• _Task_
Word for word, repeat the entries, minus the pictures.

• _Excerpted data_
== == ==
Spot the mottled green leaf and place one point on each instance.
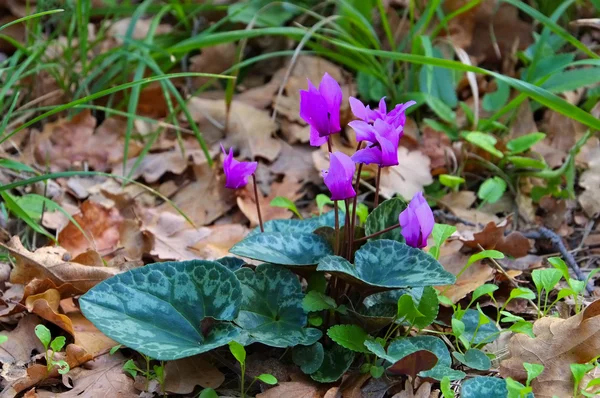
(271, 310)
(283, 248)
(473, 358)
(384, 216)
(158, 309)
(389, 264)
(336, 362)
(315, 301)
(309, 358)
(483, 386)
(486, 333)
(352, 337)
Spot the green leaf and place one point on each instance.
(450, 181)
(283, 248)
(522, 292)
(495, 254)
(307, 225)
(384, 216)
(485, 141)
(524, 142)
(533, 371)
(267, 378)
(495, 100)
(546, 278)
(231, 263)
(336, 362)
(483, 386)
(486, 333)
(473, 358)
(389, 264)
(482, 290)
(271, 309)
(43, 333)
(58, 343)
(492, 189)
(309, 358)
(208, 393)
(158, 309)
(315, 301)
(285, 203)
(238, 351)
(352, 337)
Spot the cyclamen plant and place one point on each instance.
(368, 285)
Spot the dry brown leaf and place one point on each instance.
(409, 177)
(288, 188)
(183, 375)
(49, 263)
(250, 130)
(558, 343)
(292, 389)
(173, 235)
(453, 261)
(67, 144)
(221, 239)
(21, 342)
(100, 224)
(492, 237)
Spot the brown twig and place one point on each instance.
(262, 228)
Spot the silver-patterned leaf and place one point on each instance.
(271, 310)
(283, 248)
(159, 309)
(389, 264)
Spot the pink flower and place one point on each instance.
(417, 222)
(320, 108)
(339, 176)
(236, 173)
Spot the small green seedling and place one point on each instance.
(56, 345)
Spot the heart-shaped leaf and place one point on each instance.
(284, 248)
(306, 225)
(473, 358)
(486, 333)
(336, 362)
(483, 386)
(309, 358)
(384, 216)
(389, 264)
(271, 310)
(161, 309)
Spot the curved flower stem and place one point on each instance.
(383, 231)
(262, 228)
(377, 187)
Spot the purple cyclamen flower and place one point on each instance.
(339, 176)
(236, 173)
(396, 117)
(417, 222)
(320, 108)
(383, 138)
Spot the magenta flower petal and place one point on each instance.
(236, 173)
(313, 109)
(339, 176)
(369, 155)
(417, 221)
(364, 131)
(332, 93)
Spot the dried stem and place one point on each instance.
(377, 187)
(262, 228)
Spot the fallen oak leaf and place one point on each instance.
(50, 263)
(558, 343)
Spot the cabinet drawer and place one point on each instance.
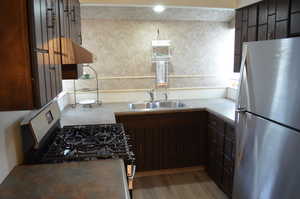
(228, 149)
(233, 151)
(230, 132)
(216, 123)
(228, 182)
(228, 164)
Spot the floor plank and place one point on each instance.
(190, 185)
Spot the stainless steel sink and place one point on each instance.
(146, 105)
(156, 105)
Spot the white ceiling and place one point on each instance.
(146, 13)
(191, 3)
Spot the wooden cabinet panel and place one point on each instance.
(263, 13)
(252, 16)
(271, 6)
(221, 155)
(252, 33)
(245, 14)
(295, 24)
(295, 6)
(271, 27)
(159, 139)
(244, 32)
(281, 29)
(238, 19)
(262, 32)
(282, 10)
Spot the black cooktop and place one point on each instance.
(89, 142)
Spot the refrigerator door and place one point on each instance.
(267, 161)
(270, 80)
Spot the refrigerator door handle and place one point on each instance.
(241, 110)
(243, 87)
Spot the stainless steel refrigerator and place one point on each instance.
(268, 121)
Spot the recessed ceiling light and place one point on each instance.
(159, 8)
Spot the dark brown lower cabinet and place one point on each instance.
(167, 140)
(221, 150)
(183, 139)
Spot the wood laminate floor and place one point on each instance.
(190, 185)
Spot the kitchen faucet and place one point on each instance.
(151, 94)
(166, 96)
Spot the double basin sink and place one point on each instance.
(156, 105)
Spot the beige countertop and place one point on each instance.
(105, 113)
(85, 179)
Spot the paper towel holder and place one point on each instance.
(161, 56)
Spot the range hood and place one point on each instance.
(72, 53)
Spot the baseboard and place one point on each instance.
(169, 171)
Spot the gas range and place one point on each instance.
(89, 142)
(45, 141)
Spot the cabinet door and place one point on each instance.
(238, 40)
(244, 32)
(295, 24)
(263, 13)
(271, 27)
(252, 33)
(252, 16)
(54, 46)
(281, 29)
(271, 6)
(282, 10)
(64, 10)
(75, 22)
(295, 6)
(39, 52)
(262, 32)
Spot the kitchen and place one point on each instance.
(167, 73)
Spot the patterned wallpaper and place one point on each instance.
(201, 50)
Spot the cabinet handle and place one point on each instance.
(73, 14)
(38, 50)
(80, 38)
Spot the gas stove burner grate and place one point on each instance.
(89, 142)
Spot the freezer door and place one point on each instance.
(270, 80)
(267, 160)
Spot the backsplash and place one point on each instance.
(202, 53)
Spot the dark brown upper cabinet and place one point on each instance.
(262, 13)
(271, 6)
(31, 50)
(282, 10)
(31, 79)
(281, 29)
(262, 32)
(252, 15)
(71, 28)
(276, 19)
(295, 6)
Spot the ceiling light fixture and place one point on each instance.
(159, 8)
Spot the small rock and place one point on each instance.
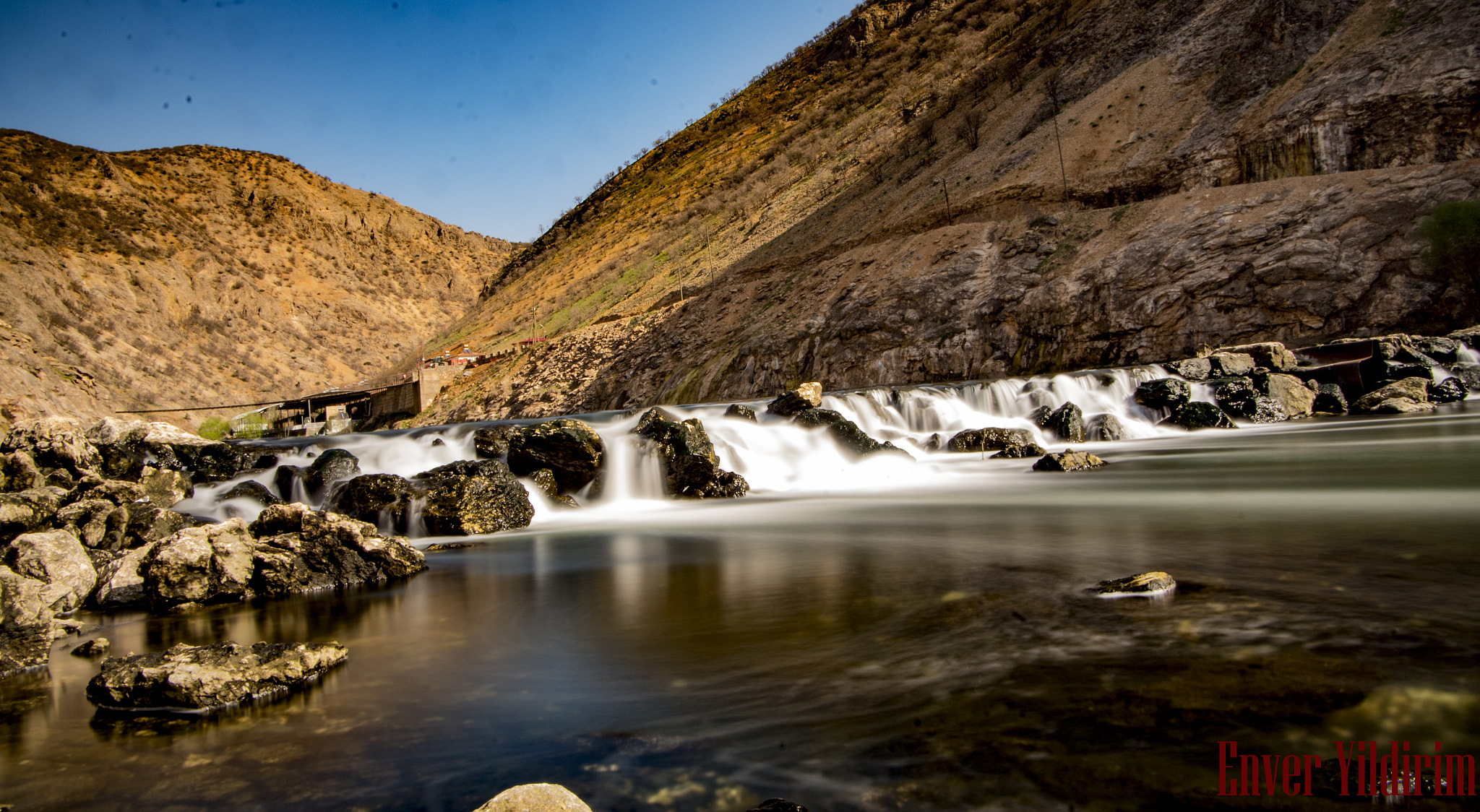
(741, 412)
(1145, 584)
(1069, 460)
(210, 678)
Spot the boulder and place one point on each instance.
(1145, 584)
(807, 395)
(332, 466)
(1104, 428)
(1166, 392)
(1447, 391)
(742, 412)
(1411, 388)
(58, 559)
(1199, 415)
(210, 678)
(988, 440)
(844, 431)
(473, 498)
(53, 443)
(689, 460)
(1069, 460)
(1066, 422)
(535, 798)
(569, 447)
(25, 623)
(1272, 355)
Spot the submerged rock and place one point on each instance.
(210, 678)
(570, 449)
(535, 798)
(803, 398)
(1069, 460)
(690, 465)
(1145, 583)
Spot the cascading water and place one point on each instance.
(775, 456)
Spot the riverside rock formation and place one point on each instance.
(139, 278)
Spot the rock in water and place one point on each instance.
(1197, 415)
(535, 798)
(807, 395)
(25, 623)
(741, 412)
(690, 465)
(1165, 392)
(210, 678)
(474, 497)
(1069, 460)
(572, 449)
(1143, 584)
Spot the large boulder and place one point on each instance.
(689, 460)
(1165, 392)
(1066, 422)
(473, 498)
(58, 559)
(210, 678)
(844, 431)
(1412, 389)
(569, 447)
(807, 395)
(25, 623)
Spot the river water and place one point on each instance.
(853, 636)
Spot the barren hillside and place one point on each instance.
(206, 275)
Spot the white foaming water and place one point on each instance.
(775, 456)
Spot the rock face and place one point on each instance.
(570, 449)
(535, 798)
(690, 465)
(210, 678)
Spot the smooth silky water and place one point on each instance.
== == ==
• _Solution for this task_
Spot the mottled green leaf and place one point on each instance.
(271, 310)
(283, 248)
(473, 358)
(384, 216)
(158, 309)
(389, 264)
(336, 362)
(315, 301)
(309, 358)
(483, 386)
(486, 333)
(352, 337)
Spot the green leaf and place one point on each instance.
(450, 181)
(283, 248)
(522, 292)
(495, 254)
(307, 225)
(384, 216)
(485, 141)
(524, 142)
(533, 371)
(267, 378)
(495, 100)
(546, 278)
(231, 263)
(336, 362)
(483, 386)
(486, 333)
(473, 358)
(389, 264)
(482, 290)
(271, 309)
(43, 333)
(58, 343)
(492, 189)
(309, 358)
(208, 393)
(158, 309)
(315, 301)
(285, 203)
(238, 351)
(352, 337)
Spot the cyclamen plant and place one point on each instance.
(368, 285)
Spot the dry brown leaf and place one point on each instance.
(409, 177)
(288, 188)
(183, 375)
(49, 263)
(250, 130)
(558, 343)
(292, 389)
(173, 235)
(453, 261)
(67, 144)
(221, 239)
(21, 342)
(100, 224)
(492, 237)
Spot the brown twig and place one point on each instance.
(262, 228)
Spot the silver-patterned leaf and place one point on each instance.
(271, 310)
(283, 248)
(159, 309)
(389, 264)
Spot the pink flower and place one point on each instance.
(417, 222)
(320, 108)
(339, 176)
(236, 173)
Spot the small green seedling and place one point on each instance.
(56, 345)
Spot the heart-shaped leaf and place one point on each instance.
(284, 248)
(306, 225)
(473, 358)
(486, 333)
(336, 362)
(483, 386)
(309, 358)
(384, 216)
(389, 264)
(271, 310)
(161, 309)
Spot the curved flower stem and place one point on each instance.
(383, 231)
(262, 228)
(377, 187)
Spot the purple cyclamen flower and place one point on each instance.
(339, 176)
(236, 173)
(396, 117)
(417, 222)
(320, 108)
(383, 138)
Spot the magenta flower petal and place one point on each instance.
(236, 173)
(313, 109)
(339, 176)
(369, 155)
(417, 221)
(364, 131)
(332, 93)
Spot the dried stem and place one point on each instance.
(377, 187)
(262, 228)
Spot the fallen oak leaf and place one point on each instance.
(50, 263)
(558, 343)
Spot the cabinet drawer and place one point on each instance.
(228, 149)
(233, 151)
(230, 132)
(216, 123)
(228, 182)
(228, 164)
Spot the floor plank and place one point on each instance.
(190, 185)
Spot the stainless steel sink and place one point on each instance.
(146, 105)
(156, 105)
Spot the white ceiling and place one point on each instance.
(146, 13)
(191, 3)
Spot the wooden cabinet panel and place one point on each instance.
(263, 13)
(252, 16)
(271, 6)
(221, 155)
(252, 33)
(245, 14)
(295, 24)
(295, 6)
(271, 27)
(159, 139)
(244, 32)
(281, 29)
(238, 19)
(262, 32)
(282, 10)
Spot the black cooktop and place one point on each instance.
(89, 142)
Spot the refrigerator door and place one point on each instance.
(267, 161)
(270, 80)
Spot the refrigerator door handle and place one point on each instance.
(241, 110)
(243, 87)
Spot the stainless steel refrigerator and place one point on each instance.
(268, 121)
Spot the recessed ceiling light and place one point on each instance.
(159, 8)
Spot the dark brown lower cabinet and place one point on each instance.
(167, 140)
(221, 150)
(183, 139)
Spot the wood laminate floor and place one point on each instance.
(190, 185)
Spot the kitchen faucet and place one point on each instance.
(151, 94)
(166, 96)
Spot the double basin sink and place one point on each instance.
(156, 105)
Spot the beige countertop and place one point on each instance.
(105, 113)
(85, 179)
Spot the paper towel holder and place one point on each instance.
(161, 56)
Spot the range hood and place one point on each instance.
(72, 53)
Spot the baseboard and place one point on each instance.
(169, 171)
Spot the gas range and place one point on each instance.
(89, 142)
(45, 141)
Spot the cabinet door and place one point on each instance.
(238, 40)
(244, 32)
(295, 24)
(263, 13)
(271, 27)
(252, 33)
(252, 16)
(54, 46)
(281, 29)
(271, 6)
(282, 10)
(64, 10)
(75, 22)
(295, 6)
(39, 52)
(262, 32)
Spot the kitchen and place one point on each instance.
(167, 73)
Spot the patterned wallpaper and place one point on each instance.
(201, 50)
Spot the cabinet handle and place one point on each instance.
(73, 14)
(38, 50)
(80, 38)
Spot the gas stove burner grate and place one point on each instance.
(89, 142)
Spot the freezer door and place one point on each instance.
(270, 80)
(267, 160)
Spot the backsplash and place one point on each instance.
(202, 53)
Spot the dark brown upper cabinet and place one point on each instance.
(262, 13)
(271, 6)
(31, 50)
(282, 10)
(31, 79)
(281, 29)
(262, 32)
(252, 15)
(71, 28)
(276, 19)
(295, 6)
Spot the ceiling light fixture and place one point on each instance.
(159, 8)
Spot the small rock and place one point on each instance.
(741, 412)
(1145, 584)
(1069, 460)
(210, 678)
Spot the boulder and place one point on each instance.
(1145, 584)
(807, 395)
(332, 466)
(1104, 428)
(1166, 392)
(1447, 391)
(742, 412)
(1411, 388)
(58, 559)
(1199, 415)
(210, 678)
(988, 440)
(844, 431)
(473, 498)
(53, 443)
(689, 460)
(1069, 460)
(1066, 422)
(535, 798)
(569, 447)
(25, 623)
(1272, 355)
Spot the submerged rock and place one point on each instance.
(210, 678)
(570, 449)
(535, 798)
(803, 398)
(1069, 460)
(690, 465)
(1145, 583)
Spot the cascading water and place one point on each instance.
(775, 456)
Spot the riverside rock formation and place one point on each instance.
(139, 278)
Spot the rock in water and place one point on each instance.
(1197, 415)
(535, 798)
(807, 395)
(25, 623)
(741, 412)
(690, 465)
(1165, 392)
(210, 678)
(474, 497)
(1069, 460)
(572, 449)
(1143, 584)
Spot the large boulder and place one point on each instance.
(689, 460)
(1165, 392)
(1066, 422)
(473, 498)
(58, 559)
(210, 678)
(844, 431)
(1412, 389)
(569, 447)
(807, 395)
(25, 623)
Spot the river water and place one point on each instance.
(853, 636)
Spot the barren hillside and place one point on each instance.
(206, 275)
Spot the white foaming water and place one point on each instance.
(775, 456)
Spot the rock face and place one point on each instance.
(570, 449)
(535, 798)
(690, 465)
(210, 678)
Spot the smooth silky water and place one point on each instance.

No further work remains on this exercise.